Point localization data
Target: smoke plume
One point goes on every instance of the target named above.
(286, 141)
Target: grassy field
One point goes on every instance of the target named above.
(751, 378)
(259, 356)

> **Task requirements**:
Keeping every word in place, restate the entries above.

> **Solution for this exercise**:
Target: smoke plume
One point goes on every instance of the target named above.
(286, 141)
Target: grassy field
One point goes on every instance of the target named above.
(751, 378)
(259, 356)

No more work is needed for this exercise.